# WHAT IS EXPECTED
Copy out the data again unchanged, from the line containing "outline scabiosa flower, every instance" through the last line of the data, both ends included.
[begin EXTRACTED RECORDS]
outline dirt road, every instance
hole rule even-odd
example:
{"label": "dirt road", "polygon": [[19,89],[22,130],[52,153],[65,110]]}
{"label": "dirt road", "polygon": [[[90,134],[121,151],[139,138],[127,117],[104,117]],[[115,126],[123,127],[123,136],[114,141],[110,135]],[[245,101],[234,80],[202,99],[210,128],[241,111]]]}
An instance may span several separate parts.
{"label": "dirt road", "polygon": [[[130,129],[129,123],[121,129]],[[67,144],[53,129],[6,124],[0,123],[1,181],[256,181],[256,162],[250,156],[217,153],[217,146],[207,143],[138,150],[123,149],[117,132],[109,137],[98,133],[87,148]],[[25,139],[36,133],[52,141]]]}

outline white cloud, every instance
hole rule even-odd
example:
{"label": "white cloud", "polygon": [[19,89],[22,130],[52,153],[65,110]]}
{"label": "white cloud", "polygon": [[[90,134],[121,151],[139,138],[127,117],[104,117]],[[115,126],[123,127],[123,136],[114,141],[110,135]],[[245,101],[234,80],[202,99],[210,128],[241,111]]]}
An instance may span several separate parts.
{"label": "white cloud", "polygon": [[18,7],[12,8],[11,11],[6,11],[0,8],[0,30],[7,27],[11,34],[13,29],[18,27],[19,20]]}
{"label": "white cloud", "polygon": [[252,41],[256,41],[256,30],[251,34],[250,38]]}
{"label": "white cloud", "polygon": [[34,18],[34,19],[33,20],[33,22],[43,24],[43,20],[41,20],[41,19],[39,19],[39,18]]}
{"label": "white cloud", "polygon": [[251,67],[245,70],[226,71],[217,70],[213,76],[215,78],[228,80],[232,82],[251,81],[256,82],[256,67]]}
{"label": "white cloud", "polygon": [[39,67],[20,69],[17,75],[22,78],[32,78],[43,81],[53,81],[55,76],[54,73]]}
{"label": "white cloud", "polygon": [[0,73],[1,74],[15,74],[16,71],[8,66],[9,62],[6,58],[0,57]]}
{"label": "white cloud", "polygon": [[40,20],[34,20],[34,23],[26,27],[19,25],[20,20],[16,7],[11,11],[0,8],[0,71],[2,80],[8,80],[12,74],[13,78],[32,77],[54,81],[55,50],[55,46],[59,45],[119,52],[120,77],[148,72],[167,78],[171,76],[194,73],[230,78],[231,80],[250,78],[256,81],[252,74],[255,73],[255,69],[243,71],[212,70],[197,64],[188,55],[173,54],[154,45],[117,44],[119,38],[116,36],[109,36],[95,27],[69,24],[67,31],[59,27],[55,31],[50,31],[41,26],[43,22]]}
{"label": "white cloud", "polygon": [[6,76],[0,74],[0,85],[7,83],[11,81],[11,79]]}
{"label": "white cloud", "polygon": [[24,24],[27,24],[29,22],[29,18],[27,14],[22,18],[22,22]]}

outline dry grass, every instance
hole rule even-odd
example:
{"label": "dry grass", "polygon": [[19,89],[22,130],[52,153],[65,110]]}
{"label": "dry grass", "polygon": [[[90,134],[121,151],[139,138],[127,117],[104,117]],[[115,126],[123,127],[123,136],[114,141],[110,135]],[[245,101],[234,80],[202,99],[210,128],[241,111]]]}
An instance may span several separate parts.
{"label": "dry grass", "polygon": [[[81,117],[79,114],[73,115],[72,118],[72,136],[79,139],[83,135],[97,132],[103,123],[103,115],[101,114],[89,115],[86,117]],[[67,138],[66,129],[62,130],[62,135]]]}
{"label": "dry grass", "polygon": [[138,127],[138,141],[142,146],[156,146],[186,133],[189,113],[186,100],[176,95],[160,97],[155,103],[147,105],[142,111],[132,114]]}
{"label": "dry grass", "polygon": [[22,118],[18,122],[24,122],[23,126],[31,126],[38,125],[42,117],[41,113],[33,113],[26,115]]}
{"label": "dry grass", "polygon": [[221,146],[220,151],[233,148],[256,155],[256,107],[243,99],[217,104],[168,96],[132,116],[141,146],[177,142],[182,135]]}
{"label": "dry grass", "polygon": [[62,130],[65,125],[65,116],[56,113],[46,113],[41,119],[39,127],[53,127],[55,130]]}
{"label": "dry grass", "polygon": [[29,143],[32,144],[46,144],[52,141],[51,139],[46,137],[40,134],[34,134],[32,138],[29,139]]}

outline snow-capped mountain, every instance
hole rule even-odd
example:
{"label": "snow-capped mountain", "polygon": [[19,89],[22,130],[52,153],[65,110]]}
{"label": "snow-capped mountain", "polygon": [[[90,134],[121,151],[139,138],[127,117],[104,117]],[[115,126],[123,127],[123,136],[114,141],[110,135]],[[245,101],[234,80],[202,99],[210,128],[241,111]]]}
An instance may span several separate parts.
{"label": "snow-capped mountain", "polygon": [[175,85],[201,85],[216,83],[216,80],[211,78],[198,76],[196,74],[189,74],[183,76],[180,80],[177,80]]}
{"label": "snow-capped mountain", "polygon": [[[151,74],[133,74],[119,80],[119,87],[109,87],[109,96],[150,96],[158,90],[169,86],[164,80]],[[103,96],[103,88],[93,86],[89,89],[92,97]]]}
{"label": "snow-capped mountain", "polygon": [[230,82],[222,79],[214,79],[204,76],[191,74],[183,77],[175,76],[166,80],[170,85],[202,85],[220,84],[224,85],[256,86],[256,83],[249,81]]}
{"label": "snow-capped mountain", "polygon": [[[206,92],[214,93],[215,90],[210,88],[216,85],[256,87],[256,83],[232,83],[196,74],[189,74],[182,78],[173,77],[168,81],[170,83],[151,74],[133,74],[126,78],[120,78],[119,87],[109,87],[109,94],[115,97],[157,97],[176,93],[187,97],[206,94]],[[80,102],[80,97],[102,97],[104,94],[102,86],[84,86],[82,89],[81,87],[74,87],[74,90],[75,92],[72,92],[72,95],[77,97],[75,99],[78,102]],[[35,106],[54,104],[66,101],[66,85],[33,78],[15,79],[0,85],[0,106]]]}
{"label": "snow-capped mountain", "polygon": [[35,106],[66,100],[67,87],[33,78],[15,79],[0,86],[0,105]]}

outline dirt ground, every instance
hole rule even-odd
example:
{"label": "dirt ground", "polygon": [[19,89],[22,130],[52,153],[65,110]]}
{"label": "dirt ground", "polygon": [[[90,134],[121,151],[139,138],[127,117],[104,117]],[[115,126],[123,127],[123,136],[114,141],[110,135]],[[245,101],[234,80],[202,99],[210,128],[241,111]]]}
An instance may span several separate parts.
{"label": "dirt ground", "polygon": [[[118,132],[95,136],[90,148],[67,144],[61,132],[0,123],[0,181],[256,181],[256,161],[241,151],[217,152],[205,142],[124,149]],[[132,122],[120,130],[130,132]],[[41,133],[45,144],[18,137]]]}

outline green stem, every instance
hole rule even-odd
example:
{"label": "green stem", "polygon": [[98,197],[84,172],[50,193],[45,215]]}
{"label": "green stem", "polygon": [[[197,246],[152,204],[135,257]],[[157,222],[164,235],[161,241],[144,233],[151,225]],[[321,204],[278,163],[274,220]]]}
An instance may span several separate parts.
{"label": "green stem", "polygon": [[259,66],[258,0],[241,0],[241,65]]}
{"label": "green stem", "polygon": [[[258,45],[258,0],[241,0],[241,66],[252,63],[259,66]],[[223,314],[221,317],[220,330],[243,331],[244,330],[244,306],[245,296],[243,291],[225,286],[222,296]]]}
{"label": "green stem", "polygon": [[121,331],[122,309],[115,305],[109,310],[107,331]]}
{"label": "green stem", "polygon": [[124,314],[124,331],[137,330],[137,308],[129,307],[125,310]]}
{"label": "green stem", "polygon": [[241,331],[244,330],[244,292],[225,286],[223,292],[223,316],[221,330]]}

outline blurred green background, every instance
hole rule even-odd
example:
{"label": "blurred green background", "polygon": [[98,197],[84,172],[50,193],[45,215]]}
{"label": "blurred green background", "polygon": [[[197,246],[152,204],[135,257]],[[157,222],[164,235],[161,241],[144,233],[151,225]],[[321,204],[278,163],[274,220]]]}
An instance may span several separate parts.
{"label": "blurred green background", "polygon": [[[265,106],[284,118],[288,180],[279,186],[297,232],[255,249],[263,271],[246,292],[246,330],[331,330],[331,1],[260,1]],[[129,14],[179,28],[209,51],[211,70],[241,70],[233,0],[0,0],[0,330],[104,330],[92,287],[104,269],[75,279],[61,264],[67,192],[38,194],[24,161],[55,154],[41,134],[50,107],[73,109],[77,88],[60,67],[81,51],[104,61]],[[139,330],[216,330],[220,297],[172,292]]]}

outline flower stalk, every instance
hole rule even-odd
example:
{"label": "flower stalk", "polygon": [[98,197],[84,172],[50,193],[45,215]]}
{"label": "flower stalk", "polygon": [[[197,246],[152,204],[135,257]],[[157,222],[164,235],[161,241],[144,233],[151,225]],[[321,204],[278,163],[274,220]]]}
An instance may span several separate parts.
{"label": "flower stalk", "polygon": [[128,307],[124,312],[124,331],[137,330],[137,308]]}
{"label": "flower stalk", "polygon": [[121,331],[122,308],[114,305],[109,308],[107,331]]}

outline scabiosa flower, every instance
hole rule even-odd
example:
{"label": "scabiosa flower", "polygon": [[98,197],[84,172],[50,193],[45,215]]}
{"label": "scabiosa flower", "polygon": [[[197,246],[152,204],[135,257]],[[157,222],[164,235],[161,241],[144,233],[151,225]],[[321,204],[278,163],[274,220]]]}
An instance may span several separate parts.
[end EXTRACTED RECORDS]
# ANSWER IN FULL
outline scabiosa flower, every instance
hole rule even-odd
example:
{"label": "scabiosa flower", "polygon": [[98,197],[84,172],[50,193],[45,215]]}
{"label": "scabiosa flower", "polygon": [[[197,246],[152,204],[135,257]],[[157,222],[164,235],[161,241],[144,233],[151,225]],[[321,204],[278,163],[274,220]]]}
An instance may span several separate parts.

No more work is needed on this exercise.